Material provided section start

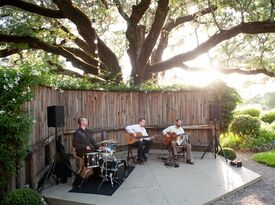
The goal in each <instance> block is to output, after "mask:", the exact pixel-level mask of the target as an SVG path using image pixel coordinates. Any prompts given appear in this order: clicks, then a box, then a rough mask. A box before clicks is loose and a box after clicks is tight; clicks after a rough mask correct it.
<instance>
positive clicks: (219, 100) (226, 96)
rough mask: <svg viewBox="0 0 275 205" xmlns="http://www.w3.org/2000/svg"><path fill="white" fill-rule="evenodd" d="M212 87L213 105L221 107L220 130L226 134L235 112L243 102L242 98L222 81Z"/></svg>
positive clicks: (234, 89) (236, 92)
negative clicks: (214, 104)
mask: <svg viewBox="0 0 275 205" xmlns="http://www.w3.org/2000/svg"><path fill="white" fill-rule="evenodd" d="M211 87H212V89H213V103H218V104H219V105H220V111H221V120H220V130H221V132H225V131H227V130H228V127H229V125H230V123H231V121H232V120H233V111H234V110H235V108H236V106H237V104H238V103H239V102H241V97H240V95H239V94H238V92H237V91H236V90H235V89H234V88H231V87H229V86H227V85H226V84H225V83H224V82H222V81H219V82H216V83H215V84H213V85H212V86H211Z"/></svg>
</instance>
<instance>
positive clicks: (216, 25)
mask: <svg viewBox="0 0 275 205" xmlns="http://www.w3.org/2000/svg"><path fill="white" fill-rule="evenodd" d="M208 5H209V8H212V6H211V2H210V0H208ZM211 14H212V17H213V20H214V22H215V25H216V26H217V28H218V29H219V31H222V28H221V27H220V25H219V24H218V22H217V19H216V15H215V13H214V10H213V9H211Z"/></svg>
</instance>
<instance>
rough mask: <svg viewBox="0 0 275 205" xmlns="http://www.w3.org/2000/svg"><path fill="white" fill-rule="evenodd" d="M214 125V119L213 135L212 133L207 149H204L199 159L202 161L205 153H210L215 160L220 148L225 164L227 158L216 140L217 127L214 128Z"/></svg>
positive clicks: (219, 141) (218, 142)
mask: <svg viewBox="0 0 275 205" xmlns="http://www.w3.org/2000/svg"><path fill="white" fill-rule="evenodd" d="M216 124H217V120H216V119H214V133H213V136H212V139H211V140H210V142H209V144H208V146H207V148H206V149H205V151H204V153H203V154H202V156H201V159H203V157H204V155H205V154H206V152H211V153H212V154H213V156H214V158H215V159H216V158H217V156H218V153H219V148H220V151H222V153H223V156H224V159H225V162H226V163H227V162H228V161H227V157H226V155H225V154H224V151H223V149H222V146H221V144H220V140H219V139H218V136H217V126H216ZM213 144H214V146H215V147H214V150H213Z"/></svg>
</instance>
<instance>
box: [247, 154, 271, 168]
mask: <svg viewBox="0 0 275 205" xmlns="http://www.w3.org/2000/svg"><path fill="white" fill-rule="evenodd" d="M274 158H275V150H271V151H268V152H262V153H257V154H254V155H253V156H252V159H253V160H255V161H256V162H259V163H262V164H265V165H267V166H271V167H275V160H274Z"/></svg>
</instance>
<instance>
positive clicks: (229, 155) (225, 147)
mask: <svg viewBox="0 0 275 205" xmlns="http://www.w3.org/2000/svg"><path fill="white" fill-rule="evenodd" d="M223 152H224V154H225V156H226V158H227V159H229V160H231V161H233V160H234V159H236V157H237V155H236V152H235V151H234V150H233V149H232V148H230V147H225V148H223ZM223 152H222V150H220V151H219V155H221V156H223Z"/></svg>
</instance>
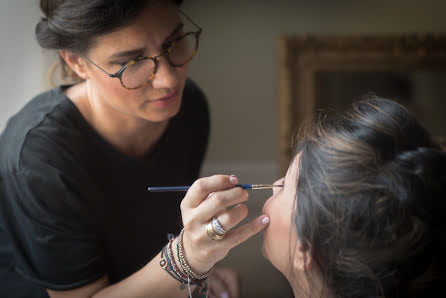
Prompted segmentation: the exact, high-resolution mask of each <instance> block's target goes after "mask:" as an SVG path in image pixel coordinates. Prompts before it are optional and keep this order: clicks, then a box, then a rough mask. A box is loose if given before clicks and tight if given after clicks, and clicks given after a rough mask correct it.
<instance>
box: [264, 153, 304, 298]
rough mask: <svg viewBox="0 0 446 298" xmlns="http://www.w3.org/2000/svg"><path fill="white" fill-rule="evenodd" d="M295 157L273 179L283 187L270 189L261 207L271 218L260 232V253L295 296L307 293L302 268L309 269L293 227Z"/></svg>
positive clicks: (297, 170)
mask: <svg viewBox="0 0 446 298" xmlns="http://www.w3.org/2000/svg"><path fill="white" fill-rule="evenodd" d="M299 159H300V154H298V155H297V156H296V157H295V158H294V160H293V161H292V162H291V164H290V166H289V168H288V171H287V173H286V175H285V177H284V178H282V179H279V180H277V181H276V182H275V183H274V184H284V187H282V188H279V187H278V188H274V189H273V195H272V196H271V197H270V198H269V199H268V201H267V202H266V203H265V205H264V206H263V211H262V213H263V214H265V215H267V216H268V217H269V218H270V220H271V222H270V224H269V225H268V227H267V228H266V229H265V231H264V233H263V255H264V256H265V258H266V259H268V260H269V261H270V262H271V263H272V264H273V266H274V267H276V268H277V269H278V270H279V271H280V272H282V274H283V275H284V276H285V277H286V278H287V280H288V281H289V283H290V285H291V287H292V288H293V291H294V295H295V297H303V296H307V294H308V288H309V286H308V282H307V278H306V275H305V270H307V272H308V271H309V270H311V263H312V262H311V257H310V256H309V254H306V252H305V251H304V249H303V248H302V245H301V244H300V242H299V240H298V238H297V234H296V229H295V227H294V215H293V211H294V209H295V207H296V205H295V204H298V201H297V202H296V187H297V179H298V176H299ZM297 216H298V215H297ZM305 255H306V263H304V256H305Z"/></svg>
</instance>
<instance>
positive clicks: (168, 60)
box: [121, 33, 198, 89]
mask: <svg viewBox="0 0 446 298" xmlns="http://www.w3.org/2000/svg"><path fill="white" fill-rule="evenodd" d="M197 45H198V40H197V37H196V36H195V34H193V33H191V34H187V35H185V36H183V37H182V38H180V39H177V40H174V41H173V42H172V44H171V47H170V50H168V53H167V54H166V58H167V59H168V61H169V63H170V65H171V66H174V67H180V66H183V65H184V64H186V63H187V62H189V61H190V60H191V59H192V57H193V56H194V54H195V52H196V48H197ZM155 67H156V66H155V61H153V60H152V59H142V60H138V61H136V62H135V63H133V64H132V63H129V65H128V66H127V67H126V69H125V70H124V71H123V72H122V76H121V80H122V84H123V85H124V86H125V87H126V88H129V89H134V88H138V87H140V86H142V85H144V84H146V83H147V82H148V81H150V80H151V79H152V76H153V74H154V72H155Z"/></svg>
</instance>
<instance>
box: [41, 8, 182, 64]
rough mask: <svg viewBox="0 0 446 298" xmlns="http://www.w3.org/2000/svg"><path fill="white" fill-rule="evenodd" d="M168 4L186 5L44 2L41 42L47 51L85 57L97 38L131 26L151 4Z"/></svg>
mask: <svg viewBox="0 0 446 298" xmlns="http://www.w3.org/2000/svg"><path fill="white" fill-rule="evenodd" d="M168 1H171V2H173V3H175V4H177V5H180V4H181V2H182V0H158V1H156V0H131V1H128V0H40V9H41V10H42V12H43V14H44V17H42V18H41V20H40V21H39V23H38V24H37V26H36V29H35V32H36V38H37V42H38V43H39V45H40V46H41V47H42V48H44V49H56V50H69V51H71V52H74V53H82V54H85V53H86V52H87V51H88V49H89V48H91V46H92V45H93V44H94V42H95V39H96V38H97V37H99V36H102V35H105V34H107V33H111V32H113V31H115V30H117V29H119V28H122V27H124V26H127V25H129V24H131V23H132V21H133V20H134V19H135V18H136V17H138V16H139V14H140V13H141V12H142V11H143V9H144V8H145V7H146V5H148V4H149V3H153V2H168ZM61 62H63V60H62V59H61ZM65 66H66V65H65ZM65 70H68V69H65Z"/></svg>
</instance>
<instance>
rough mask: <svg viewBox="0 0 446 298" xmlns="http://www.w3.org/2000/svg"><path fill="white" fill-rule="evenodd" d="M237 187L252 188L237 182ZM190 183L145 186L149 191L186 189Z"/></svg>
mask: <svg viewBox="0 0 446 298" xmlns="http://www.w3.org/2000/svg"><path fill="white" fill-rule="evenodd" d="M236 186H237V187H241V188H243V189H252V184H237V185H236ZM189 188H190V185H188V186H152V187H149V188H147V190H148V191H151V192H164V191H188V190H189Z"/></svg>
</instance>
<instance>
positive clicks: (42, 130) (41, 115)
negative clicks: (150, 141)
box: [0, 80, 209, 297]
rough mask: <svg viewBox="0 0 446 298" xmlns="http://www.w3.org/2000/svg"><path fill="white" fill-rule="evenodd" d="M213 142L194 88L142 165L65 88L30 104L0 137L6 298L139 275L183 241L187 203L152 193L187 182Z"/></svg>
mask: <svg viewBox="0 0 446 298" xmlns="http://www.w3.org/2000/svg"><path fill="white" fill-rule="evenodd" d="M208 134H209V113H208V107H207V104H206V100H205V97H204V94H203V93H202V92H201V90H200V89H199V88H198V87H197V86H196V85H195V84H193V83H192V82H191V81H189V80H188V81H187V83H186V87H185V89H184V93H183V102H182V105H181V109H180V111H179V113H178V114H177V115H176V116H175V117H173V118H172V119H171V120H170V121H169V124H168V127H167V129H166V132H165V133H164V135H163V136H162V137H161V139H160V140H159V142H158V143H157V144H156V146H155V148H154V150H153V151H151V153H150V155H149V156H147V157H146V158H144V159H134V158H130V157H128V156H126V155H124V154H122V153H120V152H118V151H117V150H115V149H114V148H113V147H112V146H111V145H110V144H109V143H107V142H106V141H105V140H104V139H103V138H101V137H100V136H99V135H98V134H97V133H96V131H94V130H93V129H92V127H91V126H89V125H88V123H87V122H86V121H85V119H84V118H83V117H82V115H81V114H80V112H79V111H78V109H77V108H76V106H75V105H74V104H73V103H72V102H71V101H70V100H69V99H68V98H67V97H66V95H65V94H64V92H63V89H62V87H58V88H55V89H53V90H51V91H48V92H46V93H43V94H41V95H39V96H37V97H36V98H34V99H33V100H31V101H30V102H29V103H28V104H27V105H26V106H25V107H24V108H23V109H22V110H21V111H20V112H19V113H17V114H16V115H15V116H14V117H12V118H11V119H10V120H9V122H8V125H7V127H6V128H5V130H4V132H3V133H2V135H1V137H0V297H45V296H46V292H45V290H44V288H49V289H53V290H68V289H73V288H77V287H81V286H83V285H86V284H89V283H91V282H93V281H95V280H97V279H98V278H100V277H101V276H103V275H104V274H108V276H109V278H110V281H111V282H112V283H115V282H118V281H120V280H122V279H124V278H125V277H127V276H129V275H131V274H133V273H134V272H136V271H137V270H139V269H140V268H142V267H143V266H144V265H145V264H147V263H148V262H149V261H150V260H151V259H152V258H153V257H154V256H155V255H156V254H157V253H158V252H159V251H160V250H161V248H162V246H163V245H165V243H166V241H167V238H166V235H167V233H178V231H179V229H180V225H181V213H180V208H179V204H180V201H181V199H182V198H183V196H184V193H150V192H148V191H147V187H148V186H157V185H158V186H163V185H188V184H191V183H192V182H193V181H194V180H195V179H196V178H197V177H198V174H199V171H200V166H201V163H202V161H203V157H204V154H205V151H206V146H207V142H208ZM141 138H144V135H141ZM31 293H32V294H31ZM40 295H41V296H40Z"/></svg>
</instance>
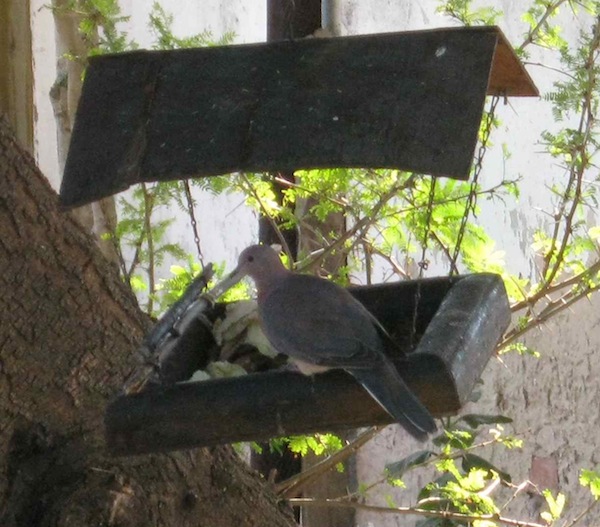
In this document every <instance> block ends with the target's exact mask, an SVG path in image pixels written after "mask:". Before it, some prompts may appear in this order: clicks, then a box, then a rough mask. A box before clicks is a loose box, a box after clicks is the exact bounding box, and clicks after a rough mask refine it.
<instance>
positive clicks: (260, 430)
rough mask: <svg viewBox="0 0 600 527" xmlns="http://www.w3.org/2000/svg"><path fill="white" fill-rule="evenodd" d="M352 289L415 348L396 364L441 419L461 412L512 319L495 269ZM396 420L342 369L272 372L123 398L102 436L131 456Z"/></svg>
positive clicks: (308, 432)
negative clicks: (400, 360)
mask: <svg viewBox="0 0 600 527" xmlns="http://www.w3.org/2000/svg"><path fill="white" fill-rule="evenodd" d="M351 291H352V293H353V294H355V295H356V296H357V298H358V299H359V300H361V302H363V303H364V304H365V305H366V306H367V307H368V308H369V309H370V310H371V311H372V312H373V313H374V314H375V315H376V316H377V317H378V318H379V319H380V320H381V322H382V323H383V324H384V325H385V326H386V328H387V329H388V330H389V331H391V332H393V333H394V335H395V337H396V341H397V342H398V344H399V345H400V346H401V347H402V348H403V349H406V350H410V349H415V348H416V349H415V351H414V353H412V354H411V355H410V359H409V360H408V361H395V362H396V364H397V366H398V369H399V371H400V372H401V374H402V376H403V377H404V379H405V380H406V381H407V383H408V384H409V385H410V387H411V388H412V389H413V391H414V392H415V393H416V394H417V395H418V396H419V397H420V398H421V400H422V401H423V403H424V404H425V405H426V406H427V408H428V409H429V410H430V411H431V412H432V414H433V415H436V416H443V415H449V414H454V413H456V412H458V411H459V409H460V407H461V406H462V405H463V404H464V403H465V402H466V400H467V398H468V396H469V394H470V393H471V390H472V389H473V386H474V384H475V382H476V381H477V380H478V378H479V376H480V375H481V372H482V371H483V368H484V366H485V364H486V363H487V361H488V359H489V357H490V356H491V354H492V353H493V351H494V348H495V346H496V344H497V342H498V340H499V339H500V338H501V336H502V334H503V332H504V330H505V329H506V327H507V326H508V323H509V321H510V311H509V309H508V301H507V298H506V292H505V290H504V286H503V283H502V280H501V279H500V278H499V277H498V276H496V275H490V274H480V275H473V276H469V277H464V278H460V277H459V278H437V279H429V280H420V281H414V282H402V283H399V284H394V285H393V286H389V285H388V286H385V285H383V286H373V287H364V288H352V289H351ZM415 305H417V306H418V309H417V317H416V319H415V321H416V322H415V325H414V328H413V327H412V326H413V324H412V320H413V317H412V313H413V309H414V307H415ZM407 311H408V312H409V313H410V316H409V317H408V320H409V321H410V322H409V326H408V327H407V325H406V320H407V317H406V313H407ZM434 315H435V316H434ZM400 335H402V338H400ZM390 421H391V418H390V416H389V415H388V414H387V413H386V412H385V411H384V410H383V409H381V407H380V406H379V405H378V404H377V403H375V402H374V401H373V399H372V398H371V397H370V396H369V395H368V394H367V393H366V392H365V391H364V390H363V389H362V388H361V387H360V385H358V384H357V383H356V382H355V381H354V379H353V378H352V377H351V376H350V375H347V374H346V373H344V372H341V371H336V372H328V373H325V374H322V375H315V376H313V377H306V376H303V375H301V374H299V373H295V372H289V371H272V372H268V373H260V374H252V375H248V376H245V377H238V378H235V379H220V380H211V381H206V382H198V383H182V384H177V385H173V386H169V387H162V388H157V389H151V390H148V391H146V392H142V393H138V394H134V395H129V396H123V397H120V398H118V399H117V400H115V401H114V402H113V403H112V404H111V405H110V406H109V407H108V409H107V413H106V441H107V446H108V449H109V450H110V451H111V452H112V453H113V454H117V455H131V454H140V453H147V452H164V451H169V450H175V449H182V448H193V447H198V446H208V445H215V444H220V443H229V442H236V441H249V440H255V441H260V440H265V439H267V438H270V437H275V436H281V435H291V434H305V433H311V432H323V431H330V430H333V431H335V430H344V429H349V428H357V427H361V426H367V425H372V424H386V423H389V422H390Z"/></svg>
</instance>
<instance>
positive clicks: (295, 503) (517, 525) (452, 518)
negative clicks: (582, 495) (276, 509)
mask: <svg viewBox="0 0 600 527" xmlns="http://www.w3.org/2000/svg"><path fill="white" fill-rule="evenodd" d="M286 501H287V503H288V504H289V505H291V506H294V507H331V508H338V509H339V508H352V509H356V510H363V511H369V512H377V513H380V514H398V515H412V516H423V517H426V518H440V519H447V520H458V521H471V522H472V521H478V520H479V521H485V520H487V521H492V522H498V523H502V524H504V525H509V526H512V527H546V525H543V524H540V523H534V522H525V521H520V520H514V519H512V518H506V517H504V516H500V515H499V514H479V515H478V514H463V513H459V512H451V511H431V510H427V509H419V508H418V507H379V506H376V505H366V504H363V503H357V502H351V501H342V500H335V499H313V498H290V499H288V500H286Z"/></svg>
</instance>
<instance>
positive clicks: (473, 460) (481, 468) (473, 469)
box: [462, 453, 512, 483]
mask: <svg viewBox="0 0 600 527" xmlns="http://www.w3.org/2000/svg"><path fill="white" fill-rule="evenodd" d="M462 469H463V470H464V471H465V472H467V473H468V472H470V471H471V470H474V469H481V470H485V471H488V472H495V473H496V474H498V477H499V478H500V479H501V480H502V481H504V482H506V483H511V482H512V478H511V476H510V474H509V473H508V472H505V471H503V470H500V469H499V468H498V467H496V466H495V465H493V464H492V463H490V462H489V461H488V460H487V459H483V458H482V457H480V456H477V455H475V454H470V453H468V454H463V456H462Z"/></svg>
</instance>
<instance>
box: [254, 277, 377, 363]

Material provided section end

▶ [Brief] Pictures aside, repeat exactly every line from the top of the listing above through the line bearing "positive clicks: (234, 89) (236, 92)", inclusive.

▶ [Reply to the task]
The goal in each <instance> block is to output, after "mask:", the exact pixel-level mask of the target as an SVG path using image pixel coordinates. Any prompts given appear in this order: clicks, then a box, then a rough mask. A box before clicks is loose and a box after clicks is tight; clicks after a rough mask correct it.
<instance>
positive clicks: (219, 100) (226, 96)
rough mask: <svg viewBox="0 0 275 205" xmlns="http://www.w3.org/2000/svg"><path fill="white" fill-rule="evenodd" d="M212 87L213 105L221 107L220 130L226 134L235 112L243 102L242 98L222 81Z"/></svg>
positive clicks: (234, 89) (236, 92)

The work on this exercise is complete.